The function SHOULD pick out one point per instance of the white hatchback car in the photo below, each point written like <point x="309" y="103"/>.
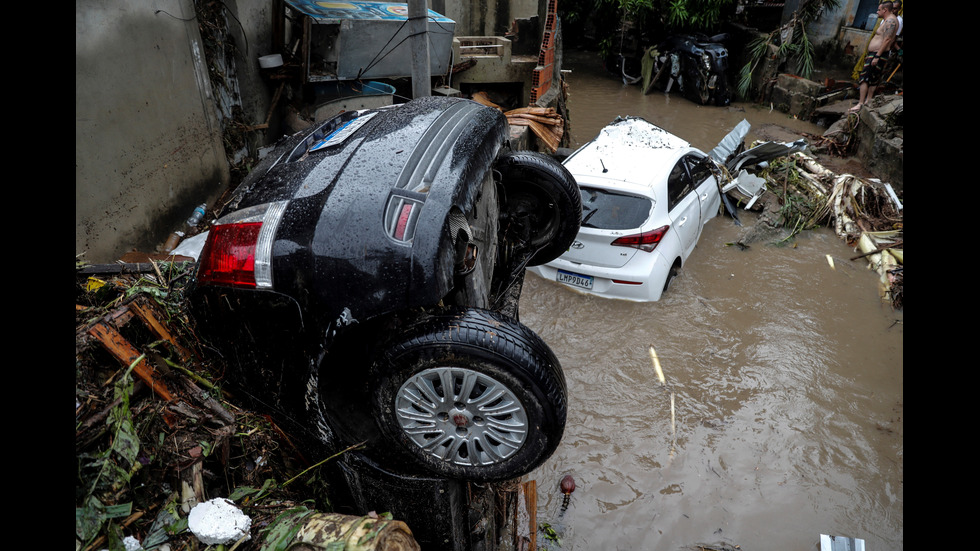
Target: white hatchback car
<point x="646" y="196"/>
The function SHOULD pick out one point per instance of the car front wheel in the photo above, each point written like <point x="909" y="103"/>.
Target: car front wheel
<point x="541" y="202"/>
<point x="471" y="395"/>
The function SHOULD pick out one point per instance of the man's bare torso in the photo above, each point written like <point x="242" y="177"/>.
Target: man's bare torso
<point x="886" y="33"/>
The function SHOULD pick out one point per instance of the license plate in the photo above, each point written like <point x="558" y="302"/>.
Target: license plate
<point x="576" y="280"/>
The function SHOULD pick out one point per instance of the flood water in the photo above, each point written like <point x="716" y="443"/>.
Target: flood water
<point x="785" y="377"/>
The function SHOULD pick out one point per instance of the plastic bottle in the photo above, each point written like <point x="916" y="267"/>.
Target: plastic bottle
<point x="190" y="223"/>
<point x="199" y="213"/>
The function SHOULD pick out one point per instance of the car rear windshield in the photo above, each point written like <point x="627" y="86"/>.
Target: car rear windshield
<point x="606" y="210"/>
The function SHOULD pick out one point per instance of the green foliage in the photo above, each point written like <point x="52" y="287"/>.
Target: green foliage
<point x="790" y="40"/>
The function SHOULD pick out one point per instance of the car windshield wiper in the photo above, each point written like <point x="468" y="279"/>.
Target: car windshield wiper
<point x="587" y="216"/>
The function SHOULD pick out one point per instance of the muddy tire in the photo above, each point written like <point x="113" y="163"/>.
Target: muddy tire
<point x="541" y="202"/>
<point x="470" y="395"/>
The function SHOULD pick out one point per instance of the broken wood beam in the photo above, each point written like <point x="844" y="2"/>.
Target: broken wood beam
<point x="127" y="354"/>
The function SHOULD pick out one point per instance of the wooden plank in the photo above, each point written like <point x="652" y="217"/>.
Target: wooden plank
<point x="127" y="354"/>
<point x="145" y="312"/>
<point x="531" y="495"/>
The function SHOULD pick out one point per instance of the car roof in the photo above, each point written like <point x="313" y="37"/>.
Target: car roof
<point x="629" y="149"/>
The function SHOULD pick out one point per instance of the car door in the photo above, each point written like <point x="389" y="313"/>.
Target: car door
<point x="706" y="186"/>
<point x="683" y="207"/>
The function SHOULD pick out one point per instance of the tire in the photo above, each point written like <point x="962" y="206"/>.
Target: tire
<point x="506" y="413"/>
<point x="541" y="202"/>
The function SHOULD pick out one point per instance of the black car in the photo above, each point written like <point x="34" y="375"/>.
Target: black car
<point x="363" y="282"/>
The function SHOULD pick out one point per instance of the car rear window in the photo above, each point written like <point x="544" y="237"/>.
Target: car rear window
<point x="606" y="210"/>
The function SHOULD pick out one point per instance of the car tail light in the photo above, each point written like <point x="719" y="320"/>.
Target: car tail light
<point x="646" y="241"/>
<point x="401" y="218"/>
<point x="238" y="251"/>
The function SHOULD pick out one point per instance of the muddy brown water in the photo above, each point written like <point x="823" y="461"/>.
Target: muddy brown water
<point x="785" y="377"/>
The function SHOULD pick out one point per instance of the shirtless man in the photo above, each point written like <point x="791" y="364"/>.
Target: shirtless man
<point x="881" y="44"/>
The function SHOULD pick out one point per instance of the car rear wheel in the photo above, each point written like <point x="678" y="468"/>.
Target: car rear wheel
<point x="542" y="204"/>
<point x="471" y="395"/>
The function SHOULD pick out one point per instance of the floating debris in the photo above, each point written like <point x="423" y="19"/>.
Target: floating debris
<point x="218" y="522"/>
<point x="801" y="194"/>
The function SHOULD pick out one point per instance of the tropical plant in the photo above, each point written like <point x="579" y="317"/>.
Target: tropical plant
<point x="790" y="40"/>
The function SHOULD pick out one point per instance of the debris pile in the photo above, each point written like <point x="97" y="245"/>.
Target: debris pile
<point x="801" y="194"/>
<point x="544" y="122"/>
<point x="164" y="455"/>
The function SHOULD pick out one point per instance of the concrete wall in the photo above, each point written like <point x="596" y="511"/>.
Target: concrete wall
<point x="147" y="142"/>
<point x="149" y="110"/>
<point x="486" y="17"/>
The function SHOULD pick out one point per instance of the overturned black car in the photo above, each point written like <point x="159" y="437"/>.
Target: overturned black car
<point x="363" y="281"/>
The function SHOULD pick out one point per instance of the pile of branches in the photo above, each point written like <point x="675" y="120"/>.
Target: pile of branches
<point x="155" y="435"/>
<point x="865" y="213"/>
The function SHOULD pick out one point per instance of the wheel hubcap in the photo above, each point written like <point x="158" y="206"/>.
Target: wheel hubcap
<point x="461" y="415"/>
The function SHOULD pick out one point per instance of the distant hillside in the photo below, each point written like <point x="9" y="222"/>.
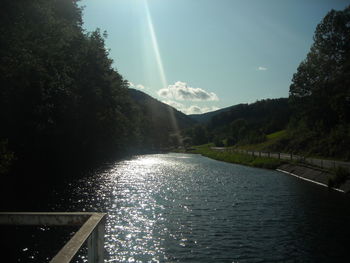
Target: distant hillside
<point x="160" y="111"/>
<point x="268" y="115"/>
<point x="160" y="120"/>
<point x="205" y="117"/>
<point x="242" y="123"/>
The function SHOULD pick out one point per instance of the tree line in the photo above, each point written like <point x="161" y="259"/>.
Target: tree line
<point x="316" y="115"/>
<point x="62" y="103"/>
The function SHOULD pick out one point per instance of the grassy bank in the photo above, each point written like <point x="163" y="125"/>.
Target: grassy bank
<point x="233" y="157"/>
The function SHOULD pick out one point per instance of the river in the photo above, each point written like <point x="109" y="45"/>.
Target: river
<point x="188" y="208"/>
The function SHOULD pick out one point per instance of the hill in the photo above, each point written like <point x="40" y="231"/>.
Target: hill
<point x="159" y="119"/>
<point x="205" y="117"/>
<point x="242" y="123"/>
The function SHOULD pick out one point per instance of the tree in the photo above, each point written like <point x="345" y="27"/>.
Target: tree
<point x="320" y="90"/>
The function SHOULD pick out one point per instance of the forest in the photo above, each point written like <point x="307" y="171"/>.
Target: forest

########################################

- Work to complete: Copy the whole of the material above exactly, and exclude every picture.

- Output below:
The function SHOULD pick out one point per instance of the white hatchback car in the photo below, each point written like <point x="309" y="103"/>.
Target: white hatchback car
<point x="646" y="196"/>
The function SHOULD pick out one point per instance of the car front wheel in the photo above, each point written like <point x="909" y="103"/>.
Target: car front wheel
<point x="541" y="202"/>
<point x="471" y="395"/>
The function SHOULD pick out one point per instance of the man's bare torso in the photo above, each point written like <point x="242" y="177"/>.
Target: man's bare torso
<point x="886" y="33"/>
The function SHOULD pick out one point per instance of the license plate in the photo above, each point written like <point x="558" y="302"/>.
Target: license plate
<point x="576" y="280"/>
The function SHOULD pick out one point per instance of the flood water in the photo above, each point written like <point x="716" y="443"/>.
Target: flood water
<point x="785" y="377"/>
The function SHOULD pick out one point per instance of the plastic bottle in the photo above, each point written like <point x="916" y="267"/>.
Target: plastic bottle
<point x="190" y="223"/>
<point x="199" y="213"/>
The function SHOULD pick out one point per instance of the car rear windshield in the photo above, each point written like <point x="627" y="86"/>.
Target: car rear windshield
<point x="606" y="210"/>
The function SHOULD pick out one point per instance of the green foliage in the photo above, each point written like <point x="52" y="287"/>.
Target: green foliage
<point x="790" y="40"/>
The function SHOULD pick out one point per instance of the car windshield wiper in the photo above, each point written like <point x="468" y="279"/>.
Target: car windshield wiper
<point x="587" y="216"/>
The function SHOULD pick out one point per instance of the muddy tire in the photo above, each point written like <point x="113" y="163"/>.
Target: muddy tire
<point x="541" y="202"/>
<point x="470" y="395"/>
The function SHOULD pick out one point per instance of the broken wood beam in the photo above, each point written like <point x="844" y="2"/>.
Target: broken wood beam
<point x="127" y="354"/>
The function SHOULD pick out one point per instance of the wooden plank in the photo above, each point written like <point x="652" y="217"/>.
Target: wooden plank
<point x="127" y="354"/>
<point x="145" y="312"/>
<point x="531" y="495"/>
The function SHOULD pick out one point per instance of the car roof in the photo above, each point written like <point x="313" y="37"/>.
Target: car roof
<point x="629" y="149"/>
The function SHOULD pick out one point per instance of the car door in the photo above, each point written like <point x="389" y="313"/>.
Target: car door
<point x="706" y="186"/>
<point x="683" y="207"/>
The function SHOULD pick out one point per instance of the tire in the photo above, each point written like <point x="962" y="206"/>.
Target: tire
<point x="506" y="413"/>
<point x="541" y="202"/>
The function SHOULD pick out one point per instance of the black car in the photo above, each point written like <point x="34" y="375"/>.
Target: black car
<point x="363" y="282"/>
The function SHOULD pick out one point per instance of the car rear window in the photo above, each point written like <point x="544" y="237"/>.
Target: car rear window
<point x="606" y="210"/>
The function SHOULD pick out one point per instance of the car tail light in the photo above, each point written like <point x="719" y="320"/>.
Target: car tail light
<point x="646" y="241"/>
<point x="401" y="218"/>
<point x="238" y="251"/>
The function SHOULD pick out one point per instance of the muddy brown water in the photo above, each point written like <point x="823" y="461"/>.
Target: muddy brown water
<point x="785" y="377"/>
The function SHOULD pick out one point per instance of the shirtless man in the photo above, each point written like <point x="791" y="364"/>.
Target: shirtless man
<point x="881" y="44"/>
The function SHOULD pick out one point per instance of the car rear wheel in the photo above, each point written like <point x="678" y="468"/>.
Target: car rear wheel
<point x="542" y="204"/>
<point x="471" y="395"/>
The function SHOULD pick out one point per instance of the floating debris in the photo above, each point written like <point x="423" y="19"/>.
Target: floating debris
<point x="218" y="522"/>
<point x="801" y="194"/>
The function SHOULD pick out one point per instance of the tropical plant in the photo above, each point written like <point x="579" y="317"/>.
Target: tropical plant
<point x="790" y="40"/>
The function SHOULD pick out one point per instance of the debris pile in the photo above, each point written like <point x="97" y="245"/>.
Target: debris pile
<point x="801" y="194"/>
<point x="544" y="122"/>
<point x="164" y="455"/>
The function SHOULD pick out one point per instance of the concrete wall in the photo above, each point written like <point x="596" y="511"/>.
Target: concrete wall
<point x="147" y="142"/>
<point x="149" y="110"/>
<point x="486" y="17"/>
The function SHOULD pick out one point per instance of the overturned black car in the photo above, each point written like <point x="159" y="437"/>.
Target: overturned black car
<point x="363" y="281"/>
The function SHOULD pick out one point per instance of the pile of branches in the photo above, each point written like <point x="675" y="120"/>.
Target: pile of branches
<point x="155" y="435"/>
<point x="865" y="213"/>
The function SHOULD pick out one point per instance of the wheel hubcap in the photo above, each point written like <point x="158" y="206"/>.
Target: wheel hubcap
<point x="461" y="415"/>
The function SHOULD pick out one point per instance of the distant hillside in the photo below, each point written like <point x="9" y="222"/>.
Target: distant hillside
<point x="160" y="111"/>
<point x="268" y="115"/>
<point x="160" y="120"/>
<point x="205" y="117"/>
<point x="242" y="123"/>
The function SHOULD pick out one point per instance of the tree line in the photo above, each point written like <point x="161" y="259"/>.
Target: tree line
<point x="316" y="115"/>
<point x="62" y="103"/>
The function SHOULD pick out one point per instance of the grassy bank in the photo above, each point written like <point x="163" y="125"/>.
Target: grassy bank
<point x="233" y="157"/>
The function SHOULD pick out one point per instance of the river in the photo above, each point written like <point x="109" y="45"/>.
Target: river
<point x="188" y="208"/>
The function SHOULD pick out one point per instance of the hill in the photo above, each point written like <point x="40" y="231"/>.
Target: hill
<point x="159" y="119"/>
<point x="205" y="117"/>
<point x="242" y="123"/>
The function SHOULD pick out one point per instance of the tree in the photo above, each point written like <point x="345" y="27"/>.
Target: tree
<point x="320" y="90"/>
The function SHOULD pick out one point per instance of the forest in the photo above, each point written like <point x="307" y="171"/>.
Target: forest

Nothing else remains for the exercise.